─── Input data

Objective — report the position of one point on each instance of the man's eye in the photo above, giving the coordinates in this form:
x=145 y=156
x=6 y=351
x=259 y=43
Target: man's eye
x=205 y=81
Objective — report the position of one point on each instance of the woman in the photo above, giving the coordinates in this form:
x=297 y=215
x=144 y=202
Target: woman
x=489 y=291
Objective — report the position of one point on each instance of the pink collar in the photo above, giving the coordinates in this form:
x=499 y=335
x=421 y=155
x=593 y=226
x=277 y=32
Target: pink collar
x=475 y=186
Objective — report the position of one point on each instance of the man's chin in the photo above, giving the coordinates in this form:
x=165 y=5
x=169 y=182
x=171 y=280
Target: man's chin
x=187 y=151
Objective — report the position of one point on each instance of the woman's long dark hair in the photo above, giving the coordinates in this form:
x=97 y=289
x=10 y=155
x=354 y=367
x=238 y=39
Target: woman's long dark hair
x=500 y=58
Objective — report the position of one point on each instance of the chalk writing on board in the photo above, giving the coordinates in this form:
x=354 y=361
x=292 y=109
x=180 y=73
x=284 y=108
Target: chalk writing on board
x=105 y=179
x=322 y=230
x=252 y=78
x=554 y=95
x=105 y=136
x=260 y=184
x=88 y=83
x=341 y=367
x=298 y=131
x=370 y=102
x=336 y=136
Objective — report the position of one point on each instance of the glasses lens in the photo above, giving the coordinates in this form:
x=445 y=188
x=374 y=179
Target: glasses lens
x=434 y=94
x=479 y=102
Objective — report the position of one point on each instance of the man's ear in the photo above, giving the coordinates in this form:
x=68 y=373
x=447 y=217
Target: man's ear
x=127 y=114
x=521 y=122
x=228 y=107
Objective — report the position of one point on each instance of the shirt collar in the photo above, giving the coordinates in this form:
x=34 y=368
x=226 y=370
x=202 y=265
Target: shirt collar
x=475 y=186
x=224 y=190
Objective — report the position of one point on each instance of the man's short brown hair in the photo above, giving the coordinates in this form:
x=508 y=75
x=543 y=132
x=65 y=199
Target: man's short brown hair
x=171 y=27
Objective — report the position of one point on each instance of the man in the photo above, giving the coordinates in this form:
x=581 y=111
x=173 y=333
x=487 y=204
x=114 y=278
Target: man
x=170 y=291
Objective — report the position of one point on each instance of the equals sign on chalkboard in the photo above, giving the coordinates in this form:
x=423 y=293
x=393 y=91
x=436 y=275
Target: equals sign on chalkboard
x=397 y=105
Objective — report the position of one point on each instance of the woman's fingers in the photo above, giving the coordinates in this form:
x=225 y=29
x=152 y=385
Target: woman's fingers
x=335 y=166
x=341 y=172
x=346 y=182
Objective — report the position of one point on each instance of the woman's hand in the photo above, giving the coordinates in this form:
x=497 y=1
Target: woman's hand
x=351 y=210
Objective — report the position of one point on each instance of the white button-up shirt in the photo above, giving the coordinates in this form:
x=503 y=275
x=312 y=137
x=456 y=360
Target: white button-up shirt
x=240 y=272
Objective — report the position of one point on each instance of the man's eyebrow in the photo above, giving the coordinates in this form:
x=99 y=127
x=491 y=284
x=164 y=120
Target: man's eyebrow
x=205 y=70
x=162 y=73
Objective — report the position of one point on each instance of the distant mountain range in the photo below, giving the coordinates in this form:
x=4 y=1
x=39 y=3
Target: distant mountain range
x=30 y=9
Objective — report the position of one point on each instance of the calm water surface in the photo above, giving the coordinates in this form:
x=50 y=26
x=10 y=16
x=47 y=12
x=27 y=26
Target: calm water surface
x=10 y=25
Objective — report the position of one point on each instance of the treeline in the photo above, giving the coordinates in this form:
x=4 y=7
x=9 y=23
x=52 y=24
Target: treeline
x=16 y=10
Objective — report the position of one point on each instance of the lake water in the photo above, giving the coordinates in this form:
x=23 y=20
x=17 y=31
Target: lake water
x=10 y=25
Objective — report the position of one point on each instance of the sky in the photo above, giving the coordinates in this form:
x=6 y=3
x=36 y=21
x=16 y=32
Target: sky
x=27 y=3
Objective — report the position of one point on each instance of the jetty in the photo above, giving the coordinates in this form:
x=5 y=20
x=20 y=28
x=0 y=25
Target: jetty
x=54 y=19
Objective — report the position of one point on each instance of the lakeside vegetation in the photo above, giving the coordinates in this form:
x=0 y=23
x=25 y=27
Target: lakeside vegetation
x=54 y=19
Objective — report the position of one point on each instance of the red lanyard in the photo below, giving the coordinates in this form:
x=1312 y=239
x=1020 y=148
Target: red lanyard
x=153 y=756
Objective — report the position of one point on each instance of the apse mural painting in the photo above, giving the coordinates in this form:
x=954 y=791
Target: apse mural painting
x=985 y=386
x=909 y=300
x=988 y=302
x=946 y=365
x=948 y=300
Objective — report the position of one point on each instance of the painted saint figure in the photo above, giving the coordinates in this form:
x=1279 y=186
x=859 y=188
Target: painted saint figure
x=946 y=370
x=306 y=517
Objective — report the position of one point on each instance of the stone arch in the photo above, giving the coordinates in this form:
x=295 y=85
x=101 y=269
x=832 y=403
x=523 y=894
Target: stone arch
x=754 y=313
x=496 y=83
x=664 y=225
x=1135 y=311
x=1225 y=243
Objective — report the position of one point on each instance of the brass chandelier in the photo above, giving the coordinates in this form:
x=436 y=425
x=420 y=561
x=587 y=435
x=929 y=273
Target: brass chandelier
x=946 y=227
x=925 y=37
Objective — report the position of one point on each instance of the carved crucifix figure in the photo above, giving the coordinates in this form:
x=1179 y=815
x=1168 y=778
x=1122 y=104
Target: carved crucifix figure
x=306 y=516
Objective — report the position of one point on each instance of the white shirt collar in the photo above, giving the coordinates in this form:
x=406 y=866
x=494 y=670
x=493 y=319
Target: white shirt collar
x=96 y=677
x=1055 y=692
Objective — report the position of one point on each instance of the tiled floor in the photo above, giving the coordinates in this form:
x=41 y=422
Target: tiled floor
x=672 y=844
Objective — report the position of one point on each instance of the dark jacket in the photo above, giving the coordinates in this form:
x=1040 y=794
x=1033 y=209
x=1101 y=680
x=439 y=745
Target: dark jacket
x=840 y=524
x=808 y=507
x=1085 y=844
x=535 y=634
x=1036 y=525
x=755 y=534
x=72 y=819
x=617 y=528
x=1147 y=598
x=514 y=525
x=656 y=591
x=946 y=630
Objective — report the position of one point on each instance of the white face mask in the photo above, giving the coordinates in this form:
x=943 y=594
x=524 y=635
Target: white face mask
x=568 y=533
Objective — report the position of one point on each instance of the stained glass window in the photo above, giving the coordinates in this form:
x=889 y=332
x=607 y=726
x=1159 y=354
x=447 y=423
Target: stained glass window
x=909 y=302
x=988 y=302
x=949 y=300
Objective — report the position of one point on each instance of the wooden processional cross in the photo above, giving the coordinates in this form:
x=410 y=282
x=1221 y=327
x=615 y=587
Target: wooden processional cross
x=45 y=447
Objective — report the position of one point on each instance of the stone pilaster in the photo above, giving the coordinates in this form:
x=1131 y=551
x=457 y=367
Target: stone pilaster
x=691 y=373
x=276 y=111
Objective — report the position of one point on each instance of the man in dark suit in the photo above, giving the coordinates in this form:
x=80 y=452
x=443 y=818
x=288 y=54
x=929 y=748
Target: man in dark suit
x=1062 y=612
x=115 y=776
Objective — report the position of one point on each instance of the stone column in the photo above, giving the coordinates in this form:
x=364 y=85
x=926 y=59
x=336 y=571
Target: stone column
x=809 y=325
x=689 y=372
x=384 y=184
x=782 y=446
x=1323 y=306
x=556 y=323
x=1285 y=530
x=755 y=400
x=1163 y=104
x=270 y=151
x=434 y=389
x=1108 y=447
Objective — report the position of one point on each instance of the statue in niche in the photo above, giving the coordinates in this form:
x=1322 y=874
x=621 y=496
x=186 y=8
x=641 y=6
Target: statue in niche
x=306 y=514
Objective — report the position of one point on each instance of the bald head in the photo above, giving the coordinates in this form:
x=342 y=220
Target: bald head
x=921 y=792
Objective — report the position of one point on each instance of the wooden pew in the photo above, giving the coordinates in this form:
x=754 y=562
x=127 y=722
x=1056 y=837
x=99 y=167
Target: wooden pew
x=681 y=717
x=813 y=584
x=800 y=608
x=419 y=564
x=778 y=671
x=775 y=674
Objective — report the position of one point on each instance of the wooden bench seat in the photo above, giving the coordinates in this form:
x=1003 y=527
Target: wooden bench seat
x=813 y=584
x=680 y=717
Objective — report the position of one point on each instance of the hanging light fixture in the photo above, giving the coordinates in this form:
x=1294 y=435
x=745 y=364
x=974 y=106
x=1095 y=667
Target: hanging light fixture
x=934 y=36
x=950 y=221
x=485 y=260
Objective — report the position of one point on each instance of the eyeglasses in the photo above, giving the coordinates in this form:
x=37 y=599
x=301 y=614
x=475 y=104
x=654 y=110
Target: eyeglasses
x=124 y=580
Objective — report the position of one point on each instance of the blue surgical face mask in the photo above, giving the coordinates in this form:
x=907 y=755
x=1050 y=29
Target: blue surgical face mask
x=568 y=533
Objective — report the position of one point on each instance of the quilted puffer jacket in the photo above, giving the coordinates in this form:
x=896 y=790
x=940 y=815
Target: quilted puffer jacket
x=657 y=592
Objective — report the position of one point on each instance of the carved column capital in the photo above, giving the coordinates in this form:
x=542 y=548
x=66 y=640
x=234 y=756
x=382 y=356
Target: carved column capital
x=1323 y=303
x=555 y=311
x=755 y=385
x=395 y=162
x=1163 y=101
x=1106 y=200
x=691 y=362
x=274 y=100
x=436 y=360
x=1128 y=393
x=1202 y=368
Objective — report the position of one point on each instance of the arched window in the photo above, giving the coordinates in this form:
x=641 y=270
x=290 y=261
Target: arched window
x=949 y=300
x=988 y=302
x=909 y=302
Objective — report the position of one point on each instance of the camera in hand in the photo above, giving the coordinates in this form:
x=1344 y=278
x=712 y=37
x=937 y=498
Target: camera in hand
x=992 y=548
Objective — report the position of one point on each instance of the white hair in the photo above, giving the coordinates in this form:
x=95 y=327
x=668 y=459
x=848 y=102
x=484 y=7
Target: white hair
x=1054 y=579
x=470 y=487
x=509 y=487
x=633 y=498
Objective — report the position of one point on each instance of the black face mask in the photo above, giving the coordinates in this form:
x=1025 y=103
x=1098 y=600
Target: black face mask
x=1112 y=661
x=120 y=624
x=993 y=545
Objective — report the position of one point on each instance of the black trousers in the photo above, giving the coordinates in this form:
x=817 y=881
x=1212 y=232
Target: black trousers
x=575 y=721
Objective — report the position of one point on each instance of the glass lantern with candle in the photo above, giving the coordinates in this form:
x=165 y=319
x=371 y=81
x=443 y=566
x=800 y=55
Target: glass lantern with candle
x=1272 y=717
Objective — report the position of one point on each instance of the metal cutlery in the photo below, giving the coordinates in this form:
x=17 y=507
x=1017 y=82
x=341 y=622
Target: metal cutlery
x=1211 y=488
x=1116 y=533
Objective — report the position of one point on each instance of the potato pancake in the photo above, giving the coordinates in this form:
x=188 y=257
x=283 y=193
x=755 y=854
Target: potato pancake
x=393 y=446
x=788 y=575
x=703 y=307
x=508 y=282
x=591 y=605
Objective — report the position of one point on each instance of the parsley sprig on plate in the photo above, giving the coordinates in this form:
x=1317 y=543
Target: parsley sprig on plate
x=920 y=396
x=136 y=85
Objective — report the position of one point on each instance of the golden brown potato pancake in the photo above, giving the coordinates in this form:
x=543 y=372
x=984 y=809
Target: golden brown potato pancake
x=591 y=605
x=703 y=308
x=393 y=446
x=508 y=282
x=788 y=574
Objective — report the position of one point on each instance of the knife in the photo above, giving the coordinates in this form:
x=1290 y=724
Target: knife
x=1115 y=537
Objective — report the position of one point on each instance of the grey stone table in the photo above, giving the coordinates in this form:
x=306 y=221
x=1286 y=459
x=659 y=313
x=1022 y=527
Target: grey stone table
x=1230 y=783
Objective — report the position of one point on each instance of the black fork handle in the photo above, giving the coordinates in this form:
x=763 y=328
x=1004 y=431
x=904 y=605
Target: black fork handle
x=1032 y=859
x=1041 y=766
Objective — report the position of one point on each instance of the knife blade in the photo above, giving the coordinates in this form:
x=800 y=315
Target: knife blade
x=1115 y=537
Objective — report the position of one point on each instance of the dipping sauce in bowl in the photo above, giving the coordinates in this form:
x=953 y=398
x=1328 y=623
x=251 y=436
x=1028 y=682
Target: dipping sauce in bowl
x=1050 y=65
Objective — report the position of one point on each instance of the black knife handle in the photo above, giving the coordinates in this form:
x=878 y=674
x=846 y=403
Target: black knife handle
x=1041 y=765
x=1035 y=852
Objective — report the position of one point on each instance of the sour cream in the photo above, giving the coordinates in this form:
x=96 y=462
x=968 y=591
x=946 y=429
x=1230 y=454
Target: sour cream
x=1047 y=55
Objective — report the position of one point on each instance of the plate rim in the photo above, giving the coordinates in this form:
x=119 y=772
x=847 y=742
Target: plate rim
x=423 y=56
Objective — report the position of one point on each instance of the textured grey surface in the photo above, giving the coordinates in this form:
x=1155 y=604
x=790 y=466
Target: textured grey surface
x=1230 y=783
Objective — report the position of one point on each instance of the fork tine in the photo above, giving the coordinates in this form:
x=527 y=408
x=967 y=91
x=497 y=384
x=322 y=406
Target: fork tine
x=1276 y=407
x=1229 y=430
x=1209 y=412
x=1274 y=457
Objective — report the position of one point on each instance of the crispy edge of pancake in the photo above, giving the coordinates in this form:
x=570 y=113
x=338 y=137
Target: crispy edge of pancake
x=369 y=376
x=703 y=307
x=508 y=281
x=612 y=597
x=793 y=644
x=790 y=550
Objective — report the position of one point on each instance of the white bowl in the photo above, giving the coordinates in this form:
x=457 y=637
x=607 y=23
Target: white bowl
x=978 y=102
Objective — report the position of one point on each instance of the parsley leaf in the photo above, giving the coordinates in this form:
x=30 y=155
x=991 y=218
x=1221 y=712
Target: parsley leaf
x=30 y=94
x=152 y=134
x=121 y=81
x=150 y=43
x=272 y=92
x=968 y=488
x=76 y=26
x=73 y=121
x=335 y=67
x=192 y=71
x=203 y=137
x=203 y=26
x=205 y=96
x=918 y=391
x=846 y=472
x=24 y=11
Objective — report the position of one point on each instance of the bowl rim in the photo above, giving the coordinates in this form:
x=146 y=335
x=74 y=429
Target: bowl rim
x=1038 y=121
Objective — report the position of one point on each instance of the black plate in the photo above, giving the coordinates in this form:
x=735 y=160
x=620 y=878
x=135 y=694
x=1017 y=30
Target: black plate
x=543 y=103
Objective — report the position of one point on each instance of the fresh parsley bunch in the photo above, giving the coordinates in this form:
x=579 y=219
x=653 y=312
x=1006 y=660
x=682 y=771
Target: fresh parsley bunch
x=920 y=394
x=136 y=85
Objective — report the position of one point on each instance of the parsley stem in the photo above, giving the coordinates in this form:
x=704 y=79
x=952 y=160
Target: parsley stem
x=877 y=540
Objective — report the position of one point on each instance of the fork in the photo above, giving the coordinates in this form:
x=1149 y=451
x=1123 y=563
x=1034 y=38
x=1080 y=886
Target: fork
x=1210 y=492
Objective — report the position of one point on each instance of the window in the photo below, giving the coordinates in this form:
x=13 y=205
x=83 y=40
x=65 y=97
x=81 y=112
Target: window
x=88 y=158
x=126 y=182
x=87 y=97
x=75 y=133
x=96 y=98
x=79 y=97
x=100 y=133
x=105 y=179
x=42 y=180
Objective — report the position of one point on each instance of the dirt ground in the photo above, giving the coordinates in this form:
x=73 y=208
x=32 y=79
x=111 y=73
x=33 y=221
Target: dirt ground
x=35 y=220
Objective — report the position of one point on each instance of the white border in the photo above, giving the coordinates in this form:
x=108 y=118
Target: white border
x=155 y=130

──────

Exercise aim:
Rewrite the stretch from the line containing "the carved column" through the line containing "x=1202 y=368", with "capital" changed to "top" and everything else left as is.

Final answer:
Objective — report the position of one point on each instance of the carved column top in the photo above, giving the coordinates in this form:
x=542 y=548
x=66 y=640
x=234 y=756
x=382 y=356
Target: carved column top
x=1323 y=303
x=555 y=311
x=755 y=385
x=395 y=162
x=1163 y=101
x=1106 y=200
x=691 y=362
x=274 y=100
x=436 y=360
x=1128 y=393
x=1202 y=368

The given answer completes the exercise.